##### EXTRACTED RECORDS
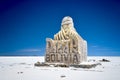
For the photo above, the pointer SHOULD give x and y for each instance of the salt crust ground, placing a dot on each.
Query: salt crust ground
(22, 68)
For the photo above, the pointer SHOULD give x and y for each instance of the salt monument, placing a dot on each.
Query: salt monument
(67, 47)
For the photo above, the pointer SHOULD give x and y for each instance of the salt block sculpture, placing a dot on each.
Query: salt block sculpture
(67, 47)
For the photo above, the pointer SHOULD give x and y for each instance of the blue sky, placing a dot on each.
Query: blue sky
(25, 25)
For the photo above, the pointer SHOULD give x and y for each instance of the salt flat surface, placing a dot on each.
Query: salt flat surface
(22, 68)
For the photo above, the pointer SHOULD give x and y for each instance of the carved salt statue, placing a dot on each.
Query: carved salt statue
(67, 47)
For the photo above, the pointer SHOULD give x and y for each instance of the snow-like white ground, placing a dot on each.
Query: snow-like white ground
(22, 68)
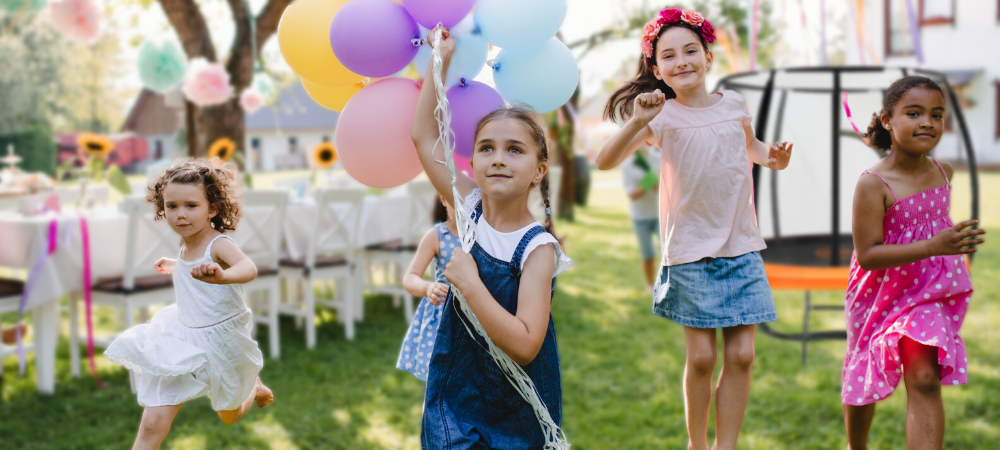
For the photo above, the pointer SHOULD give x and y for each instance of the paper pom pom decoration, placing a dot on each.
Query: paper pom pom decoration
(161, 67)
(77, 20)
(15, 6)
(206, 84)
(223, 148)
(251, 100)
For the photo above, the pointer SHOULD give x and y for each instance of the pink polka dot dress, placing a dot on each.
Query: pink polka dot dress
(925, 301)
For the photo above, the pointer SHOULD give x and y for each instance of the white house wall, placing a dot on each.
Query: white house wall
(967, 44)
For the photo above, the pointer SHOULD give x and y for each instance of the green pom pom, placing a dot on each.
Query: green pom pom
(161, 67)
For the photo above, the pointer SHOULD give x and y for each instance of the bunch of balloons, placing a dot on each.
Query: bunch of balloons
(347, 53)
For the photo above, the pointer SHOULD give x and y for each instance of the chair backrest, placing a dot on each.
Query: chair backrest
(260, 230)
(335, 227)
(146, 240)
(419, 214)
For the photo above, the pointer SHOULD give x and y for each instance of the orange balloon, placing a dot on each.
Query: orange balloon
(304, 39)
(331, 97)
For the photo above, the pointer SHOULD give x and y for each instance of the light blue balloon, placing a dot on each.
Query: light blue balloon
(471, 51)
(543, 77)
(519, 24)
(161, 68)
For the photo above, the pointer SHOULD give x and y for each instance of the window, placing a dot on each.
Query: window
(934, 12)
(898, 37)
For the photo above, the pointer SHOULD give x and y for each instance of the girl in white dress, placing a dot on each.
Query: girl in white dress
(201, 345)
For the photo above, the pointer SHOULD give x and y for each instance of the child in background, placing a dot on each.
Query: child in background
(641, 173)
(437, 245)
(712, 275)
(507, 278)
(201, 345)
(909, 287)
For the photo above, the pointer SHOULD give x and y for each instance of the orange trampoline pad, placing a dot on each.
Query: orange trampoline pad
(781, 276)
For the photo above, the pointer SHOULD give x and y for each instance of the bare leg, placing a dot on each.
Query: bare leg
(261, 395)
(924, 409)
(734, 384)
(648, 266)
(698, 369)
(858, 420)
(155, 424)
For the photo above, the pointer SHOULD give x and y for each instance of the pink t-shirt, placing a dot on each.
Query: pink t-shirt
(706, 189)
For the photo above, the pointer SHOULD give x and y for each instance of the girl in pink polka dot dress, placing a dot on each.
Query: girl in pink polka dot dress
(909, 286)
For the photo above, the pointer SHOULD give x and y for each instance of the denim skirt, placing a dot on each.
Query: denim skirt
(715, 292)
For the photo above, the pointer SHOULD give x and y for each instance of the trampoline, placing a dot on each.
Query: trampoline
(804, 212)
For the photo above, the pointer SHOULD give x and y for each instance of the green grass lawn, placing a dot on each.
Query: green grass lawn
(621, 368)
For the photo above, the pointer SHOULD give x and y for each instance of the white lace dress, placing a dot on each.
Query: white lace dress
(199, 346)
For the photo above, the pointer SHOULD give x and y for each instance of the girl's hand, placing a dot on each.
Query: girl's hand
(954, 241)
(437, 293)
(462, 270)
(778, 155)
(164, 265)
(447, 43)
(648, 105)
(209, 273)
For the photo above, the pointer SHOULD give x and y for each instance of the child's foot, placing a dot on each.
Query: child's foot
(263, 396)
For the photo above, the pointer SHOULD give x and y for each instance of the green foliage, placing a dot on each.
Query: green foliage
(35, 147)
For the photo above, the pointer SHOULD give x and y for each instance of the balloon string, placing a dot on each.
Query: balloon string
(555, 439)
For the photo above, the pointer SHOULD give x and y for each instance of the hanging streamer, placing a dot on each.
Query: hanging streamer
(555, 439)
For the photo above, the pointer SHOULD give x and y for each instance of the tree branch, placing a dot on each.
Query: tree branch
(187, 20)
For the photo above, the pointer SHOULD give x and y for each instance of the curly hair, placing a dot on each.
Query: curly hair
(877, 136)
(220, 189)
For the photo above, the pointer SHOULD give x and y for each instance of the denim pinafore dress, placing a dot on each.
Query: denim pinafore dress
(470, 402)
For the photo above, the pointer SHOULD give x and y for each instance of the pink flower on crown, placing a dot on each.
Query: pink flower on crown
(692, 17)
(671, 15)
(708, 32)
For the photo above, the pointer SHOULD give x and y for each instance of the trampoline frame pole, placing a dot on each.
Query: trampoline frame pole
(835, 174)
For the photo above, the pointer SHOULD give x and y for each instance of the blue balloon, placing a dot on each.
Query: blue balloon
(519, 24)
(471, 51)
(542, 77)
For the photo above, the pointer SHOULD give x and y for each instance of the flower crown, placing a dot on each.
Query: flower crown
(674, 15)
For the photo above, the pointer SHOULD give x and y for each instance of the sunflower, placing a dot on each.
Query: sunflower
(324, 155)
(95, 144)
(223, 148)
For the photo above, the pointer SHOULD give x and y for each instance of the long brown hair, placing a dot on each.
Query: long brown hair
(621, 102)
(526, 116)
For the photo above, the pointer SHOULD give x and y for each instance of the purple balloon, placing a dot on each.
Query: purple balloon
(429, 12)
(469, 104)
(372, 37)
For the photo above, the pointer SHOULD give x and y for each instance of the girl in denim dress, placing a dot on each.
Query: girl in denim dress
(711, 274)
(508, 279)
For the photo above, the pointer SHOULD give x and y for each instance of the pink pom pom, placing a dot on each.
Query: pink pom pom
(251, 100)
(77, 20)
(206, 84)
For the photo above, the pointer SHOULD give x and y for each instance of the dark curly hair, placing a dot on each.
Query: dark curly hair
(220, 189)
(527, 117)
(880, 138)
(621, 102)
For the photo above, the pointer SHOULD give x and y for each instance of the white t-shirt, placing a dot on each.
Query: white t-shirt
(502, 246)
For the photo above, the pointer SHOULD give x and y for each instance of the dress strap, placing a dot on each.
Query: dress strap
(946, 180)
(515, 262)
(894, 198)
(208, 250)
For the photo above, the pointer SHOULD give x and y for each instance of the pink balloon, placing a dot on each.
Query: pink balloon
(373, 134)
(429, 12)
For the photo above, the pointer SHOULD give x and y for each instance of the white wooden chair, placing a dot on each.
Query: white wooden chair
(396, 255)
(140, 286)
(331, 254)
(259, 235)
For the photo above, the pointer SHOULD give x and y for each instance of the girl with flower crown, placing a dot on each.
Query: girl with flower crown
(711, 274)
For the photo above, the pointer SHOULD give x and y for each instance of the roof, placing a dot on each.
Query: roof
(293, 110)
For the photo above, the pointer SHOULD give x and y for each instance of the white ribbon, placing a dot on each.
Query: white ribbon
(555, 439)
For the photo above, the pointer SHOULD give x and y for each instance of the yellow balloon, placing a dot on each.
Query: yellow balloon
(331, 97)
(304, 39)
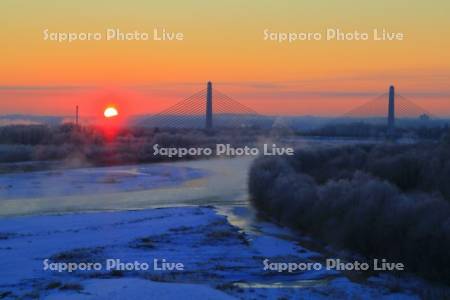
##########
EXERCISE DESCRIPTION = Show every line of the data above that contains the word "pinafore", copying each line in full.

REPLY TO THE EXERCISE =
For the photo above, the pointer SHOULD give x and y for each instance of the denim pinafore dress, placing a dot on each.
Query: denim pinafore dress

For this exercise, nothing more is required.